> **Task to complete**:
Your output should be each line from the material below that has the word "wheel".
--
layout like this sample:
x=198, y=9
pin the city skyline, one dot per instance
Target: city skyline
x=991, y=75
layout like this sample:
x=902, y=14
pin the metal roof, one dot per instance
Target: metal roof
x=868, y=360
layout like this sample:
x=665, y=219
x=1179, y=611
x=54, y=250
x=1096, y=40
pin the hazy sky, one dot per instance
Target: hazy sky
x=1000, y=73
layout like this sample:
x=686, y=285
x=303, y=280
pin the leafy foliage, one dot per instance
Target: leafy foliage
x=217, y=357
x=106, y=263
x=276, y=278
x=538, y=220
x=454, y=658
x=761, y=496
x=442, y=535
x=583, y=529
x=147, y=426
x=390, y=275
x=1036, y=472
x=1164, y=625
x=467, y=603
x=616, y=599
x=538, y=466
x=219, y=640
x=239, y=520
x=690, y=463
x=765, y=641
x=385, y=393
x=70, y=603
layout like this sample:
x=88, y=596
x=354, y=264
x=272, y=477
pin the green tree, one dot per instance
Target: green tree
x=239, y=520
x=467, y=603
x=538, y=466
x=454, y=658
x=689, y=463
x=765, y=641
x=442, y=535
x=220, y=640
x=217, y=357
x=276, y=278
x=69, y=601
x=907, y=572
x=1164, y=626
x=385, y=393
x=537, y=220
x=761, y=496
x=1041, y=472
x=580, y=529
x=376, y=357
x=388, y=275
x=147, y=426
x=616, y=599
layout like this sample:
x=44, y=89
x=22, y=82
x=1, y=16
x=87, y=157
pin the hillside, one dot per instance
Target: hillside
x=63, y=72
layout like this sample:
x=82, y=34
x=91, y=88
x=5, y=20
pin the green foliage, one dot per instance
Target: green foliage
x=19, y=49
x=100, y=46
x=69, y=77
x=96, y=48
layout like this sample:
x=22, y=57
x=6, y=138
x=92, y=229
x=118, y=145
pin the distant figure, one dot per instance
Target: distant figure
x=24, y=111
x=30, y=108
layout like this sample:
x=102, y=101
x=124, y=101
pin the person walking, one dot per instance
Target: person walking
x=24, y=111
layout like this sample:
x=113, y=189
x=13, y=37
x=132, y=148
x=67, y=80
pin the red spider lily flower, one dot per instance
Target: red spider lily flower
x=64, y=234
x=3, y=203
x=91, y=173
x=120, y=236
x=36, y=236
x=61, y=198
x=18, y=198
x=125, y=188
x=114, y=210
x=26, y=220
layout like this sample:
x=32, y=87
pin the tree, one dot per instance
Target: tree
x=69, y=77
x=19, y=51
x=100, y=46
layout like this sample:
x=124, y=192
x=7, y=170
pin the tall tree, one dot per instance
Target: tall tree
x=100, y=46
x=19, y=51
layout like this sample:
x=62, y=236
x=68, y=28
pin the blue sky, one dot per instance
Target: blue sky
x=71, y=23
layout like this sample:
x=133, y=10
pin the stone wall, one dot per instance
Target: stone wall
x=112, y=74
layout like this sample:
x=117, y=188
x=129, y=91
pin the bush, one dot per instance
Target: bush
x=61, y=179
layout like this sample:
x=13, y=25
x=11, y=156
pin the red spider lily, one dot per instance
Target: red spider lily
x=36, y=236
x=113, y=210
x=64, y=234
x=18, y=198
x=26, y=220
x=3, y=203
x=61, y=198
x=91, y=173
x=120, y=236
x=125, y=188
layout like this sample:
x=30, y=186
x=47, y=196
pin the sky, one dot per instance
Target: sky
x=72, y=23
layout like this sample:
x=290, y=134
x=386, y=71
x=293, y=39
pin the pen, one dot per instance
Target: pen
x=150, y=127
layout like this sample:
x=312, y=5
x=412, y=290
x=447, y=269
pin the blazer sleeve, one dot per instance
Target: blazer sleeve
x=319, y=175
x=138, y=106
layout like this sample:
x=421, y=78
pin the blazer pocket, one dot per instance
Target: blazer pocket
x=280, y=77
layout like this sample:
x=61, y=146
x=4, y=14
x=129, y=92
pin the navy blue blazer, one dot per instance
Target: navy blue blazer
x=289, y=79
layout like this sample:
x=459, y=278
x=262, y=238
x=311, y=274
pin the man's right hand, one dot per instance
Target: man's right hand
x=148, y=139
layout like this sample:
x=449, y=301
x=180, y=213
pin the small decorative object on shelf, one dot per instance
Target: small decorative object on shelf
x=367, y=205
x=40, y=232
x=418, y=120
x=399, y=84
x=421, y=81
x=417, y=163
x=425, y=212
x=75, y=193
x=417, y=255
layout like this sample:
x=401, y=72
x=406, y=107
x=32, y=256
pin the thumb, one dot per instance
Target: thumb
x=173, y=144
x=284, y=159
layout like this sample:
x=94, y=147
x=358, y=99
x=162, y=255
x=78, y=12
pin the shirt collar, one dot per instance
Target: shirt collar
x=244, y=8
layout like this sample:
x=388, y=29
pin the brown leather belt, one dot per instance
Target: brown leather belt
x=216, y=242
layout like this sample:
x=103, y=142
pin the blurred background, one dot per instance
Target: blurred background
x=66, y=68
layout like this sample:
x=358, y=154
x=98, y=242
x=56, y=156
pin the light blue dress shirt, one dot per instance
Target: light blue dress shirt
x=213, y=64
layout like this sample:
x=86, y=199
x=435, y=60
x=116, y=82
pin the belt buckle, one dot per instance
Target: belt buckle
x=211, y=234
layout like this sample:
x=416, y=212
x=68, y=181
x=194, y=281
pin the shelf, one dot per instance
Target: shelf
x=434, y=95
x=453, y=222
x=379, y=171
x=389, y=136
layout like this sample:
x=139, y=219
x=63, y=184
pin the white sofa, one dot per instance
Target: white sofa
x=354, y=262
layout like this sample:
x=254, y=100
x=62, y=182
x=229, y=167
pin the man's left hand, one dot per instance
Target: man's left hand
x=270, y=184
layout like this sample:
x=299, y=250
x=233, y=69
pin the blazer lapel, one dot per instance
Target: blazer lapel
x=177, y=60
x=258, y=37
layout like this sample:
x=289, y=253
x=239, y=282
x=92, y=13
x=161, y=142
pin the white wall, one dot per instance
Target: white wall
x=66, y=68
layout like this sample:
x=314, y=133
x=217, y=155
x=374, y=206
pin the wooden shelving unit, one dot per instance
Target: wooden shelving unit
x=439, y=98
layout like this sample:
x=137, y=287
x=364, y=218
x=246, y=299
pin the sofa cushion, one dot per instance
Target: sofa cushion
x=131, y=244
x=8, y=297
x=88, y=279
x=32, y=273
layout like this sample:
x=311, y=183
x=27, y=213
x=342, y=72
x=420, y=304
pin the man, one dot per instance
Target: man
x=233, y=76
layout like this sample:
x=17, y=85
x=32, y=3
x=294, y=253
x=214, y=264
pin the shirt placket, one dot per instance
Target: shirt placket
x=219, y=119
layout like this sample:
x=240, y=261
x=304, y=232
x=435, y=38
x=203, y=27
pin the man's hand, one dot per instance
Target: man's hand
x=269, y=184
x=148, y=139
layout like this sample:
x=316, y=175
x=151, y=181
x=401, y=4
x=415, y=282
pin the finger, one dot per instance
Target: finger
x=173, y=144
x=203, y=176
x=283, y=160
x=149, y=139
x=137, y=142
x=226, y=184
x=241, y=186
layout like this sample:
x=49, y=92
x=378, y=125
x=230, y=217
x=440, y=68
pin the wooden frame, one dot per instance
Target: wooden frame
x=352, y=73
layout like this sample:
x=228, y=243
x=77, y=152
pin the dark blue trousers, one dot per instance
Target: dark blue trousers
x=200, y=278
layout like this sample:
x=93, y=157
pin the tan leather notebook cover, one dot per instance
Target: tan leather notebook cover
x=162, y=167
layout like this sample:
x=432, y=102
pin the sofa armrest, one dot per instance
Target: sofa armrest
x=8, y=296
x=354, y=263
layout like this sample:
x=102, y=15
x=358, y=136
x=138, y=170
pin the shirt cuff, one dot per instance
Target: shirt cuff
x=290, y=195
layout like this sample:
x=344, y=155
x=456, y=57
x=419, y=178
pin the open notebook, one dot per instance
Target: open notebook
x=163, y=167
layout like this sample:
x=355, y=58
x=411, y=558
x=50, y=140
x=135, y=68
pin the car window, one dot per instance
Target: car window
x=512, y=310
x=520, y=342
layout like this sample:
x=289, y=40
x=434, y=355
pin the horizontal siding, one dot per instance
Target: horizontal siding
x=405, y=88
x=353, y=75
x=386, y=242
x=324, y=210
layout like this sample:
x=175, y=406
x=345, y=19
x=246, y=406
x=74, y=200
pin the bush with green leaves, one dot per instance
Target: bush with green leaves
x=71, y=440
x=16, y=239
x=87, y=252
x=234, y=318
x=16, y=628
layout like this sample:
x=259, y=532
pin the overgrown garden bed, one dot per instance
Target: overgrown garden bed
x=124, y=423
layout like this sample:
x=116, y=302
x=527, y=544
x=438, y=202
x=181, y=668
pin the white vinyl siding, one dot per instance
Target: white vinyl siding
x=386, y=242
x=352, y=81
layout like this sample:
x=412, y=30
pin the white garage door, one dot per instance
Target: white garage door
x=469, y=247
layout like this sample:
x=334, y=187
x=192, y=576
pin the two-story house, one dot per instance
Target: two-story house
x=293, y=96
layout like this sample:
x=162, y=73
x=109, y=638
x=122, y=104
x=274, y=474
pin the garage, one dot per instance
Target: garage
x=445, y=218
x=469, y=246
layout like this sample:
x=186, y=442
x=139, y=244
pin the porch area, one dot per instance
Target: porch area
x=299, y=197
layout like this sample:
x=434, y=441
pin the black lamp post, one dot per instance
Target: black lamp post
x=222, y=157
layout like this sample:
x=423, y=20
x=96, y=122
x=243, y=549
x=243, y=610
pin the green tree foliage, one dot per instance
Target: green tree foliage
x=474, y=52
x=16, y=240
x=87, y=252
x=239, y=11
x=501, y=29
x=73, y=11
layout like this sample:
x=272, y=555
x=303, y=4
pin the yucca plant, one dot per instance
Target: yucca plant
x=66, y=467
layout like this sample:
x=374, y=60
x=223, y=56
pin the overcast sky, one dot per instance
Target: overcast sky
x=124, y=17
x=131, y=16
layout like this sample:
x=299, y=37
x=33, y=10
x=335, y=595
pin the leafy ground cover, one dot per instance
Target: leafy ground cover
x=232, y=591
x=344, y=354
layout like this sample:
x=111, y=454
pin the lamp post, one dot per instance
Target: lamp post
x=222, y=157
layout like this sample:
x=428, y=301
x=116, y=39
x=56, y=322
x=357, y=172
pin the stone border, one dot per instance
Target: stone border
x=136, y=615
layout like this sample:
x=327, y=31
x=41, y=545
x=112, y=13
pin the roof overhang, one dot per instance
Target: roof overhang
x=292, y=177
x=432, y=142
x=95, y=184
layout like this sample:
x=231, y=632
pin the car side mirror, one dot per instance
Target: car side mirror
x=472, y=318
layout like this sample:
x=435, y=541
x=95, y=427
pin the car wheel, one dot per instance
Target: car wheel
--
> **Task answer**:
pin the car wheel, one dot per instance
Target: car wheel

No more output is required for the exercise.